◆ WHAT IS EXPECTED
Arrange every line of the records below as a JSON list of strings, one string per line, with blank lines omitted. Leave out the pictures.

§

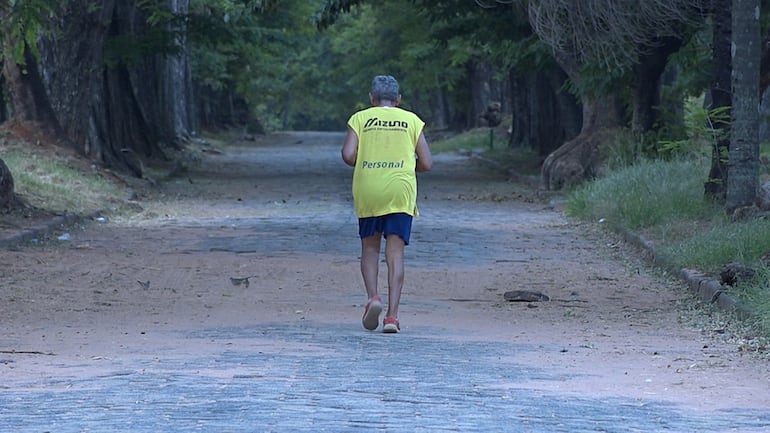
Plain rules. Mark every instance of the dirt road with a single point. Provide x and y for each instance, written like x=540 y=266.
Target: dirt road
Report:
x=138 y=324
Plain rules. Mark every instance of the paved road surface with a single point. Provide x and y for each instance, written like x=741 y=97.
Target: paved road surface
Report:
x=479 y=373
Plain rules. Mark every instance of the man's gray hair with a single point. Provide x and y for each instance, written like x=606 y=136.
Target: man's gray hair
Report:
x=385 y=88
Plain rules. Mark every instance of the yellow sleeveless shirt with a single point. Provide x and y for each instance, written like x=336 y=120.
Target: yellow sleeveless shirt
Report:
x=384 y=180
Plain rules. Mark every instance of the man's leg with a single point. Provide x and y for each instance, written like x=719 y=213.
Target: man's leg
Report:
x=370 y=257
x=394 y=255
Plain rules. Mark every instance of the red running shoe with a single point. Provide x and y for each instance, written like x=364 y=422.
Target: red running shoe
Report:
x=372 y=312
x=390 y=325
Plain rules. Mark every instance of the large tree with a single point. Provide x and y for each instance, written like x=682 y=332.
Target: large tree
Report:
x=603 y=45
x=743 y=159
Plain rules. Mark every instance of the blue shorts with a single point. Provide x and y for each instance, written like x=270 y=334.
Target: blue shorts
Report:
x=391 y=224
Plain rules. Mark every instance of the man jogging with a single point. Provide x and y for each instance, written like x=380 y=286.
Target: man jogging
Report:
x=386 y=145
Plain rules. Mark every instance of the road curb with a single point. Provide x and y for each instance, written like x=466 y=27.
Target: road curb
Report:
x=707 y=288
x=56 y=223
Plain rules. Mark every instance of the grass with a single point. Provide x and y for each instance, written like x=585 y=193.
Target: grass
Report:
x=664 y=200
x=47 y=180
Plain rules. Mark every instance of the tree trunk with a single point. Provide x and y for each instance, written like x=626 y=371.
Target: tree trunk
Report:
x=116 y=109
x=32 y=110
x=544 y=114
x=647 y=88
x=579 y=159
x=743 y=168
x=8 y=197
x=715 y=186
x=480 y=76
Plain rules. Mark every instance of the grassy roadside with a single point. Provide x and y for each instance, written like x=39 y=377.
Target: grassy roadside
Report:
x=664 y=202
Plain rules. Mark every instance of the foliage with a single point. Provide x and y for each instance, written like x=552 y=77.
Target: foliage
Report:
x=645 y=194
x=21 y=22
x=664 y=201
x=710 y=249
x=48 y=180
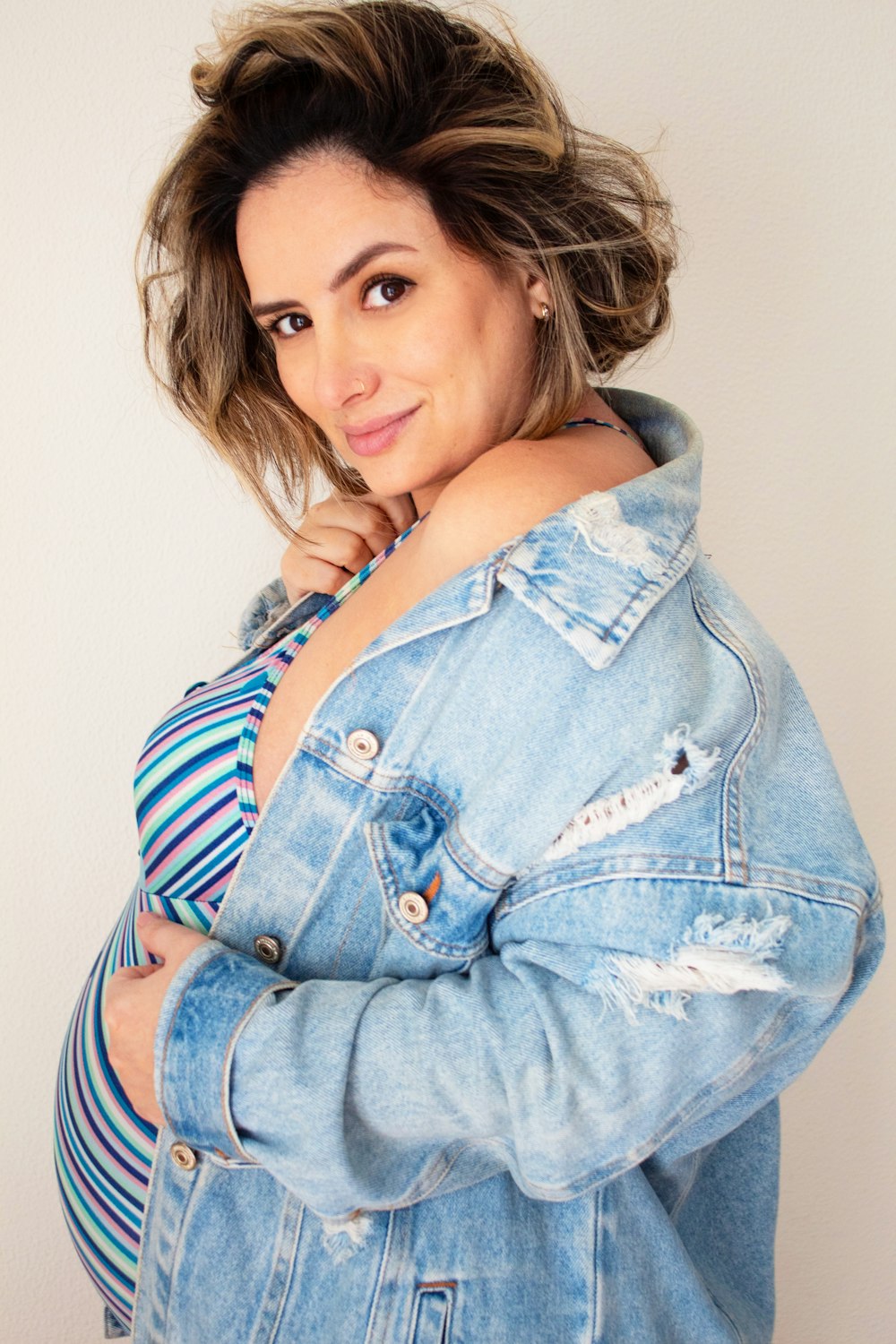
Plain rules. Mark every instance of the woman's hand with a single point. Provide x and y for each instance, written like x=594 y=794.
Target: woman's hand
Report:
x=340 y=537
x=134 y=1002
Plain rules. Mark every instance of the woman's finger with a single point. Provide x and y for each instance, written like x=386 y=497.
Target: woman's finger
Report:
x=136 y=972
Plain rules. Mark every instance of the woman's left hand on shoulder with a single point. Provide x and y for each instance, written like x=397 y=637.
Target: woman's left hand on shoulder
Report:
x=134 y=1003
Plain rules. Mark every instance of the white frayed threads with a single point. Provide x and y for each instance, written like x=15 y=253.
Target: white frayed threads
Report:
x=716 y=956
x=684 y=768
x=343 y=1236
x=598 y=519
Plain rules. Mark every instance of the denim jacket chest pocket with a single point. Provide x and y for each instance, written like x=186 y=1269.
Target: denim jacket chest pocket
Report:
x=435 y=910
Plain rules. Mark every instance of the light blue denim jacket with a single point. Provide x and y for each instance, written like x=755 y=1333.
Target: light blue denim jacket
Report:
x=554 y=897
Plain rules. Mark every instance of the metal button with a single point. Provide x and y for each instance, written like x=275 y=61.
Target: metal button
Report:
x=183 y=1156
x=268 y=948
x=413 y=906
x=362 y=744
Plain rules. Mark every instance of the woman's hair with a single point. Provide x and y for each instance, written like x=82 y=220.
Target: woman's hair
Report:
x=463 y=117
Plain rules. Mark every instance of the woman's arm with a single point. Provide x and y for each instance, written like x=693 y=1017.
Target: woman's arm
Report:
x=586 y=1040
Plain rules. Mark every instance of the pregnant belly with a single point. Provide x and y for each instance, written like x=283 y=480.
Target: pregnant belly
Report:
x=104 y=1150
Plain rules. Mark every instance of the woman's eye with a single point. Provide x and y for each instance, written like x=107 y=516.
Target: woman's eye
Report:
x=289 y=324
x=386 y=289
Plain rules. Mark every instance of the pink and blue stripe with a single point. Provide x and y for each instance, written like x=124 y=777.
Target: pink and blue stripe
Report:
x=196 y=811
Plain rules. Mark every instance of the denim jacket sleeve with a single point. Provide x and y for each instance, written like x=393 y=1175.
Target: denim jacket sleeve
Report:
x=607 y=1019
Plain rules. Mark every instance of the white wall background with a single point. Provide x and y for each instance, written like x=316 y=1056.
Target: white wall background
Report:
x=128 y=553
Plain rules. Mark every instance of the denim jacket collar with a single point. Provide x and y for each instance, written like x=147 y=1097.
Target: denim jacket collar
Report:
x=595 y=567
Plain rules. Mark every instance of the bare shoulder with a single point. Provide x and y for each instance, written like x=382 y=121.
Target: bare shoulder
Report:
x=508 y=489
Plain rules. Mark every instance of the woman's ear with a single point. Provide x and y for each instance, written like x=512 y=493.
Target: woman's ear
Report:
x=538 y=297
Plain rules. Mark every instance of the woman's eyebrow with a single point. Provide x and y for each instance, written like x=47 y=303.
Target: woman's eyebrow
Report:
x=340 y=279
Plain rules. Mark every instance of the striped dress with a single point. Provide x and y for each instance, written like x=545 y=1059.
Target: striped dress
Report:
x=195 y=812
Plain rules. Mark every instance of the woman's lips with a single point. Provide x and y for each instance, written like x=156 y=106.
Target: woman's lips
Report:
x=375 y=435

§

◆ THE ANSWER
[
  "Plain rules. Mark every instance of the dirt road with a single point. Provide x and y for each instance, written like x=540 y=266.",
  "Target: dirt road",
  "Report:",
  "x=138 y=324",
  "Plain rules. Mark every instance of the paved road surface with a single point. Provide x and y for each instance, written like x=741 y=97.",
  "Target: paved road surface",
  "Report:",
  "x=479 y=373",
  "Plain rules. Mark every instance of the man's gray hair with a single point. Provide x and y for each instance, written like x=606 y=136.",
  "Target: man's gray hair",
  "Report:",
  "x=385 y=88",
  "Plain rules. Mark every instance of the yellow sleeveless shirt with a single point. Provide x and y for each instance, written like x=336 y=120.",
  "Target: yellow sleeveless shirt",
  "Report:",
  "x=384 y=180",
  "Plain rules. Mark every instance of the man's leg with a single point. Provide x and y for each instance, written like x=719 y=213.",
  "Target: man's leg",
  "Report:",
  "x=370 y=257",
  "x=394 y=255",
  "Plain rules. Mark every instance of the red running shoe with a single point. Provide x and y for each instance, written like x=364 y=422.",
  "Target: red running shoe",
  "Report:",
  "x=372 y=312",
  "x=390 y=325",
  "Plain rules. Mark every instance of the large tree with a single point. Provide x and y for each instance, written like x=682 y=332.",
  "Target: large tree",
  "Report:",
  "x=603 y=45",
  "x=743 y=159",
  "Plain rules. Mark every instance of the blue shorts with a single point. Provide x and y for each instance, written like x=270 y=334.",
  "Target: blue shorts",
  "Report:",
  "x=391 y=224",
  "Plain rules. Mark every instance of the man jogging with a single point. Provide x and y for each instance, written like x=380 y=286.",
  "Target: man jogging",
  "Report:",
  "x=386 y=145",
  "Plain rules. Mark every instance of the road curb with a single point. Provide x and y for each instance, written like x=466 y=27.",
  "Target: road curb",
  "Report:",
  "x=707 y=288",
  "x=56 y=223",
  "Plain rules. Mark every instance of the grass with a single point. Provide x and y for each instance, written like x=585 y=193.",
  "Target: grass",
  "Report:",
  "x=664 y=200",
  "x=47 y=180",
  "Plain rules. Mark every instance of the tree trunk with a single point. Provide x and y for each instance, written like x=626 y=371.",
  "Target: tree trunk",
  "Report:",
  "x=116 y=109",
  "x=32 y=110",
  "x=544 y=114",
  "x=647 y=88",
  "x=579 y=159",
  "x=743 y=168",
  "x=8 y=197",
  "x=715 y=186",
  "x=480 y=76",
  "Plain rules. Mark every instance of the grassy roadside with a single point. Provide x and y for each instance, written like x=39 y=377.",
  "Target: grassy roadside",
  "Report:",
  "x=664 y=202",
  "Plain rules. Mark every instance of the foliage with a single point. Provide x and y for each instance, written like x=552 y=77.",
  "Target: foliage",
  "Report:",
  "x=645 y=194",
  "x=21 y=22",
  "x=664 y=201",
  "x=710 y=249",
  "x=48 y=180",
  "Plain rules. Mark every instance of the woman's hand with a single point. Provide x and y for each instance, written like x=594 y=794.",
  "Target: woman's hand",
  "Report:",
  "x=340 y=537",
  "x=134 y=1002",
  "Plain rules. Mark every instance of the woman's finger with a single point. Provide x and y for each instance, written like x=386 y=497.",
  "Target: woman's finger",
  "Report:",
  "x=136 y=972",
  "Plain rules. Mark every instance of the woman's left hand on shoulder with a single point. Provide x and y for each instance, written like x=397 y=637.",
  "Target: woman's left hand on shoulder",
  "Report:",
  "x=134 y=1003",
  "Plain rules. Mark every instance of the white frayed threads with a single point. Provide x and y for each instance, written like x=15 y=253.",
  "Target: white frayed threads",
  "Report:",
  "x=716 y=956",
  "x=684 y=768",
  "x=343 y=1236",
  "x=598 y=519",
  "Plain rules. Mark every instance of the denim jacket chest pocket with a single point. Provide x and y for each instance, written like x=186 y=1269.",
  "Target: denim jacket chest pocket",
  "Report:",
  "x=435 y=910",
  "Plain rules. Mark every instance of the light blue denim jacket with a single point. Provide x and y for each instance, written like x=755 y=1333.",
  "Target: light blue denim jacket",
  "Report:",
  "x=554 y=897",
  "Plain rules. Mark every instance of the metal button with a single point. Provide x and y for each instance, written like x=275 y=61.",
  "Target: metal button",
  "Report:",
  "x=183 y=1156",
  "x=268 y=948",
  "x=413 y=906",
  "x=362 y=744",
  "Plain rules. Mark every instance of the woman's hair with a single point. Provide x and y for each instance, written like x=82 y=220.",
  "Target: woman's hair",
  "Report:",
  "x=463 y=117",
  "Plain rules. Mark every instance of the woman's arm with a single point. Provide x and y for each instance, written like x=693 y=1017.",
  "Target: woman's arm",
  "Report:",
  "x=586 y=1040",
  "Plain rules. Mark every instance of the pregnant belly with a single point. Provide x and y for each instance, written like x=283 y=480.",
  "Target: pregnant belly",
  "Report:",
  "x=104 y=1150",
  "Plain rules. Mark every instance of the woman's eye with a single point. Provide x and y for each instance, written like x=107 y=516.",
  "Target: woman's eye",
  "Report:",
  "x=289 y=324",
  "x=386 y=289",
  "Plain rules. Mark every instance of the pink and blue stripe with a single point. Provide x and y for each instance, written like x=124 y=777.",
  "Target: pink and blue stripe",
  "Report:",
  "x=196 y=811",
  "Plain rules. Mark every instance of the denim jacket sleeve with a single point. Provide x and y for each instance, written like x=393 y=1175.",
  "Target: denim jacket sleeve",
  "Report:",
  "x=607 y=1019",
  "Plain rules. Mark every instance of the white wall background with a single point. Provide x and y for each instance, written like x=316 y=1056.",
  "Target: white wall background",
  "Report:",
  "x=128 y=553",
  "Plain rules. Mark every instance of the denim jacket collar with a single point. Provide x and y for each instance, written like x=147 y=1097.",
  "Target: denim jacket collar",
  "Report:",
  "x=595 y=567",
  "Plain rules. Mark every instance of the bare shoulder with a single point. Provide x and y for each instance, written like x=382 y=121.",
  "Target: bare shoulder",
  "Report:",
  "x=508 y=489",
  "Plain rules. Mark every instance of the woman's ear with a single point. Provide x and y for each instance, written like x=512 y=493.",
  "Target: woman's ear",
  "Report:",
  "x=538 y=297",
  "Plain rules. Mark every instance of the woman's eyebrow with a single point. Provide x and y for each instance, written like x=47 y=303.",
  "Target: woman's eyebrow",
  "Report:",
  "x=340 y=279",
  "Plain rules. Mark every instance of the striped dress with a single point. Provide x and y for each instance, written like x=545 y=1059.",
  "Target: striped dress",
  "Report:",
  "x=195 y=812",
  "Plain rules. Mark every instance of the woman's lips with a single point. Provide x and y for each instance, written like x=156 y=106.",
  "Target: woman's lips",
  "Report:",
  "x=375 y=435"
]